JOB: Continue the Panama Canal account below, starting right after its last sentence.

EXCERPT TO READ:
##########

# Through the Panama Canal.



## Cpt Dick Brooks (May 13, 2013)

Following an uneventful two days off the Colombian coast, we entered Limon Bay at 1400 hours on 5th May, 1980, leaving the Caribbean Sea behind us. There was a heavy rain-storm as soon as we passed through the breakwater, giving a white-out on the radar screen. The echo-sounder decided to give up the ghost at this critical spot, with shallows and dozens of ships anchored all around us. After finding a clear space in Colon Harbour, we let go the anchor to ride out the storm until it had abated. Three days later, after clearing customs inwards, we got underway again and moved Debut to the Foxtrot Anchorage ready to transit the Panama Canal.
I can only describe Colon as a tip. It rates with Harlem in New York and the slums of Hong Kong for grime and filth. The people are dirt-poor, but still breed like rats in a sewer. Everywhere you look, there are street-kids hustling you for a dollar, or thinking of ways to rip you off. Four people I knew personally were robbed in broad daylight in the crowded street, only a few feet behind their unsuspecting friends. You feel the point of the knife touch your back and you freeze. They slit open your pocket or the bottom of your backpack and grab anything you've got of value. Then they've gone in a matter of seconds, taking your wallet, passport and any valuables they may find with them.

##########

SUPPLIED INFORMATION:
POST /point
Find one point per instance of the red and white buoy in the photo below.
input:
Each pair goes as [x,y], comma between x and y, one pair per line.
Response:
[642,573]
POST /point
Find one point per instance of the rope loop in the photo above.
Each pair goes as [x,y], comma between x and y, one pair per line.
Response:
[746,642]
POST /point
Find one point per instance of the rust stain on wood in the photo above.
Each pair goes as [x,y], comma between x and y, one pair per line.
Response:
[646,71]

##########

WRITTEN RESPONSE:
The girls on board were only allowed ashore with at least four male crew-members to protect them. We walked in block-four formation, with a man on each corner of the group... the two at the rear walking backwards. Knives were carried by all the men who knew how to use them. Assault rifles and handguns were kept ready for use on board Debut by the watch, in case the ship was boarded by these thieving s***.
When I had to pay the charges to pass through the Panama Canal, I had to pay in cash... in green, as the port captain told me. I had to change my traveller's cheques into American dollars at the bank, then carry the US $2,000 in cash through some of the most dangerous streets in the world to the Panama Canal Building. I had most of my crew surrounding me, each armed to the teeth with every type of weapon imaginable. The four men on the corners of the square even carried hand guns. Arnie Schwarzenegger would have had nothing on us if we'd been set upon!

At 1720 hours on 27th May, the main engine was started, and the anchor chain was shortened up to one shackle ready for our transit of the Panama Canal. Several of our crew had already been through the Canal on yachts while we were anchored in the harbour, and now a dozen or so yachties asked if they could come with us before their own transit. This would let them know what they were up against, so they could prepare themselves for what was ahead.
We sat around for what seemed like ages, waiting for the pilot to arrive. The late afternoon sky darkened, and the lights on the other ships sparkled in the murky waters of the harbour. We all thought something had gone wrong, until at last the pilot launch pulled alongside the ship. The smartly dressed, elderly American pilot stepped on board Debut, and was shown straight up to the wheel-house by Big-Anna, proudly displaying her bronzed nakedness.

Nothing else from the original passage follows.